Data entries
-- Opening Marker --

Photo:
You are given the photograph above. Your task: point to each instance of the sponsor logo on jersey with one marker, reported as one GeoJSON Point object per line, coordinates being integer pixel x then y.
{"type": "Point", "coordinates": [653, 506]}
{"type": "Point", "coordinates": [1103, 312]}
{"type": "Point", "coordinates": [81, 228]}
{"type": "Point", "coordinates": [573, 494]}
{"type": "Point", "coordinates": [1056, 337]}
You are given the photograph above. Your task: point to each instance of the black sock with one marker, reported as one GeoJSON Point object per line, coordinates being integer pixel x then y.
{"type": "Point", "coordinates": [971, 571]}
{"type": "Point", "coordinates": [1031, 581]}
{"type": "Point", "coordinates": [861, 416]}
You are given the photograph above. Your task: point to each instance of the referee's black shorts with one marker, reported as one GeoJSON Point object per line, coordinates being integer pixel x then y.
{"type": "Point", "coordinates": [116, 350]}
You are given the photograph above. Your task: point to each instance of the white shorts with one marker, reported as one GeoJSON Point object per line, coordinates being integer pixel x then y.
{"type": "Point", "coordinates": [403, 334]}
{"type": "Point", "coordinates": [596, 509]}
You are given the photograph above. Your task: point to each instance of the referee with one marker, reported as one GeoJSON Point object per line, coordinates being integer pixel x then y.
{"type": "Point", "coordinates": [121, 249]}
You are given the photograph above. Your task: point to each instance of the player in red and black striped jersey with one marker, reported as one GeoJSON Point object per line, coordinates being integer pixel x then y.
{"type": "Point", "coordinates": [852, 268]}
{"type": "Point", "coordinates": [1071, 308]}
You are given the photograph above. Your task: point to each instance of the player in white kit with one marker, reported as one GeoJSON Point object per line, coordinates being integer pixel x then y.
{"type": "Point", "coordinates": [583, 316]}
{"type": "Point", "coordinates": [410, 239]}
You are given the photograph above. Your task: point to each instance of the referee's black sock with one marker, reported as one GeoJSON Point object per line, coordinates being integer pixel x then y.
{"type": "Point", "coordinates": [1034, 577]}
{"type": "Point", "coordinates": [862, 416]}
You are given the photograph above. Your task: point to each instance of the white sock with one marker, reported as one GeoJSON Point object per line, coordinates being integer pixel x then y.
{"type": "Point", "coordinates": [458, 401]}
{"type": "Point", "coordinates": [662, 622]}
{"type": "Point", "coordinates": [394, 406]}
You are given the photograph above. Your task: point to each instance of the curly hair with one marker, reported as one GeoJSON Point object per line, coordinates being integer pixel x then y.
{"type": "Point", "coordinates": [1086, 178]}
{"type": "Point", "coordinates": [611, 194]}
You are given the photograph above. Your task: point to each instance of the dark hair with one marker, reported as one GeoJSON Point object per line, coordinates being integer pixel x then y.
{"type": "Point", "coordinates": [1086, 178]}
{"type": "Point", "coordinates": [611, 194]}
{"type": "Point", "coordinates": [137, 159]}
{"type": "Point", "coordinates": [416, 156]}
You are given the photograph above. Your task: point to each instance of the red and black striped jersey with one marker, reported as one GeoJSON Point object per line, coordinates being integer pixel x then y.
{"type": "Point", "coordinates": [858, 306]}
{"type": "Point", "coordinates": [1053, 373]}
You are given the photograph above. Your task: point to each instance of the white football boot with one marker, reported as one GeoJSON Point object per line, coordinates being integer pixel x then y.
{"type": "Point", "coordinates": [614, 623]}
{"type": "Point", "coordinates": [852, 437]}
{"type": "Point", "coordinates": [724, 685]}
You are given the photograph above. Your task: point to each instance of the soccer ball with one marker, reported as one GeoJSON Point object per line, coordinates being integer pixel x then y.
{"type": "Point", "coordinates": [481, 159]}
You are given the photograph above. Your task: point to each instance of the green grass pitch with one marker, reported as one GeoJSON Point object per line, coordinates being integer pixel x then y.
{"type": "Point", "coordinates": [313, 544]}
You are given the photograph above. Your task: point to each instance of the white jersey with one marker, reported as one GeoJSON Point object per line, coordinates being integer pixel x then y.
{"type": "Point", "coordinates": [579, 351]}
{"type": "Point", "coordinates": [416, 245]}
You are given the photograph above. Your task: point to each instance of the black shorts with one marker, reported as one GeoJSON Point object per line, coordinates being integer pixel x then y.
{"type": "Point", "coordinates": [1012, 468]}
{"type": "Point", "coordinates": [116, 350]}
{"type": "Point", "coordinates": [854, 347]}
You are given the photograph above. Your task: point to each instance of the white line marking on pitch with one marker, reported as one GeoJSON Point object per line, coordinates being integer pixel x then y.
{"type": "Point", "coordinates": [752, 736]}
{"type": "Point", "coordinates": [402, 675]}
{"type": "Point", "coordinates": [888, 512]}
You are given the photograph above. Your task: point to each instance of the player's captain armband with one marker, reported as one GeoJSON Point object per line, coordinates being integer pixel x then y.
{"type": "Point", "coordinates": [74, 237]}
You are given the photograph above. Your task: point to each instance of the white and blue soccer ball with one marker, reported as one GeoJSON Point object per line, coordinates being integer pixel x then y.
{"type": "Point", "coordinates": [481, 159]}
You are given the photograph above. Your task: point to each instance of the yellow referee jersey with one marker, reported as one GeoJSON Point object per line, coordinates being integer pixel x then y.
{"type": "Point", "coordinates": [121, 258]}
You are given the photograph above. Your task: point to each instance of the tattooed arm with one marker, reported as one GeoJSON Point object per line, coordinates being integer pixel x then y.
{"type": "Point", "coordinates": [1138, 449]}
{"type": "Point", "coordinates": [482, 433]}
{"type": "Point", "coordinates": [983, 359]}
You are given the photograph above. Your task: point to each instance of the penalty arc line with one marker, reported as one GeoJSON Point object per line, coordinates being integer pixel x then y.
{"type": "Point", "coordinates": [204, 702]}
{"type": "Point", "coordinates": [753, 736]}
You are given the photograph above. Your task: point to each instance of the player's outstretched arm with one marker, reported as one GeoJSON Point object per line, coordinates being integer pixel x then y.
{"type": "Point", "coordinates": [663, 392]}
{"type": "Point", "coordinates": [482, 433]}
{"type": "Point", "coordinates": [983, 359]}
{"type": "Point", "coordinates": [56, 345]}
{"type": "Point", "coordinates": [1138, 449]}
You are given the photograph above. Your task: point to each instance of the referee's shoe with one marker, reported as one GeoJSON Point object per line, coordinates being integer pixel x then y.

-- Closing Marker --

Instructions for the task
Please write out all the data above, exactly as it reads.

Answer
Photo:
You are given the photograph above. Your task: point to each instance of the sponsor logo on jersey with one marker, reported as one GeoJSON Point object per line, coordinates being integer pixel x then y.
{"type": "Point", "coordinates": [653, 506]}
{"type": "Point", "coordinates": [1103, 312]}
{"type": "Point", "coordinates": [81, 228]}
{"type": "Point", "coordinates": [573, 494]}
{"type": "Point", "coordinates": [1056, 337]}
You are given the photograph above. Your task: point to each instance of the black sock with one marker, reported as one GeoJSON Point object per line, coordinates being integer pixel x then y.
{"type": "Point", "coordinates": [971, 571]}
{"type": "Point", "coordinates": [1031, 581]}
{"type": "Point", "coordinates": [861, 416]}
You are given the photograph above. Your task: point to each instance of the referee's black shorts with one marker, reported as one GeoJSON Point object per line, coordinates being integer pixel x then y.
{"type": "Point", "coordinates": [116, 350]}
You are given the photograph above. Your task: point to each instance of the white shorts with one marker, reported as one GeoJSON Point object per line, coordinates being integer pixel x then y.
{"type": "Point", "coordinates": [403, 334]}
{"type": "Point", "coordinates": [596, 509]}
You are given the photograph above. Your task: point to each instance of the referee with one marker, reported as one GeoJSON Point object per line, coordinates being integer pixel x then y.
{"type": "Point", "coordinates": [121, 249]}
You are given the photograph above. Your task: point to each instance of the player in red and black striped jersey with one marker, reported as one GeoJSON Point object per line, coordinates being integer pixel x then y.
{"type": "Point", "coordinates": [852, 268]}
{"type": "Point", "coordinates": [1071, 308]}
You are given the photograph above. Your task: point to each instance of the player in white kit with one marker, reported as one GeoJSON Point object per line, coordinates being integer pixel x then y.
{"type": "Point", "coordinates": [583, 316]}
{"type": "Point", "coordinates": [410, 239]}
You are given the photograph above. Your task: point to each instance of the referee's black sock with one marker, reported as one GeoJSON Point object per line, coordinates being integer pixel x then y.
{"type": "Point", "coordinates": [1034, 577]}
{"type": "Point", "coordinates": [862, 416]}
You are given the photograph above. Your task: point to each instance of the white sock with one marker, reported as one GeoJSON Point object per line, coordinates being integer pixel x then y.
{"type": "Point", "coordinates": [458, 401]}
{"type": "Point", "coordinates": [662, 622]}
{"type": "Point", "coordinates": [394, 406]}
You are given the photograph above. Your task: point to each instance of the curly hair with one marker, reported as one GeoJSON Point object per line, coordinates being integer pixel x then y.
{"type": "Point", "coordinates": [1086, 178]}
{"type": "Point", "coordinates": [611, 194]}
You are given the photograph above. Your task: point to each instance of the dark hair with one marker, reported as one GeoJSON Point object per line, coordinates being integer pixel x then y.
{"type": "Point", "coordinates": [1086, 178]}
{"type": "Point", "coordinates": [611, 194]}
{"type": "Point", "coordinates": [137, 159]}
{"type": "Point", "coordinates": [416, 156]}
You are given the photograph above. Your task: point to each instance of the red and black striped jersey with one marker, reported as one GeoJSON Point object per line, coordinates being integer pixel x then y.
{"type": "Point", "coordinates": [858, 306]}
{"type": "Point", "coordinates": [1053, 373]}
You are given the photograph above. Your task: point to each instance of the white football boot with one marker, reported as one GeoJSON Point object per line, coordinates being integer pixel x then y.
{"type": "Point", "coordinates": [614, 623]}
{"type": "Point", "coordinates": [852, 437]}
{"type": "Point", "coordinates": [724, 685]}
You are given the photograph above. Your task: point to each instance of the soccer ball with one marker, reported as one GeoJSON Point object per line, coordinates being integer pixel x then y.
{"type": "Point", "coordinates": [481, 159]}
You are given the photograph above. Your task: point to each instance of the green grass pitch with one marker, reported as one GeoJSON Point object per line, coordinates being integer pixel x then y.
{"type": "Point", "coordinates": [313, 544]}
You are given the photograph above. Your task: point to each instance of the white jersey with one marker, reported as one GeoJSON Point object per line, coordinates being integer pixel x then y.
{"type": "Point", "coordinates": [579, 351]}
{"type": "Point", "coordinates": [416, 245]}
You are given the photograph above. Your task: point to each instance of the black shorts with one marker, reported as one GeoJSON Point object per line, coordinates being integer pixel x then y.
{"type": "Point", "coordinates": [1012, 468]}
{"type": "Point", "coordinates": [116, 350]}
{"type": "Point", "coordinates": [854, 347]}
You are given the photograph above. Your task: point to each instance of the white line marking on pitch with one marker, reported as one GeoJSON Point object per line, coordinates being integer pixel x then y.
{"type": "Point", "coordinates": [752, 736]}
{"type": "Point", "coordinates": [402, 675]}
{"type": "Point", "coordinates": [888, 512]}
You are given the photograph above. Your task: point to each instance of the player's captain armband with one marker, reported as one GeoJSON Point object per line, coordinates being integer pixel x then y.
{"type": "Point", "coordinates": [74, 237]}
You are given the photograph above. Your task: point to each instance of the white and blue soccer ball with one marker, reported as one GeoJSON Point object per line, coordinates being integer pixel x then y.
{"type": "Point", "coordinates": [481, 159]}
You are given the photograph above. Your task: point to each instance of the yellow referee jersey with one marker, reported as one GeoJSON Point object per line, coordinates being integer pixel x then y.
{"type": "Point", "coordinates": [121, 258]}
You are given the photograph above. Your task: point to each instance of the tattooed arm with one marker, reported as one GeoJSON Point object per line, coordinates being integer pixel x then y.
{"type": "Point", "coordinates": [1138, 449]}
{"type": "Point", "coordinates": [482, 433]}
{"type": "Point", "coordinates": [983, 359]}
You are given the photograph above. Your task: point to each instance of the penalty arc line with one marker, reported as one GeoJSON Point object per line, coordinates being integer pixel x then y.
{"type": "Point", "coordinates": [204, 702]}
{"type": "Point", "coordinates": [753, 736]}
You are given the photograph above. Your task: point to each instance of the player's outstretched arm with one marker, reported as one GeoJSON Point object per line, coordinates being integer pixel x then y.
{"type": "Point", "coordinates": [663, 392]}
{"type": "Point", "coordinates": [482, 433]}
{"type": "Point", "coordinates": [983, 359]}
{"type": "Point", "coordinates": [56, 345]}
{"type": "Point", "coordinates": [1138, 449]}
You are given the photograph above. Your task: point to each instance of the referee's shoe with one marker, reported as one GeoJSON Point object per line, coordinates being integer pixel x then y.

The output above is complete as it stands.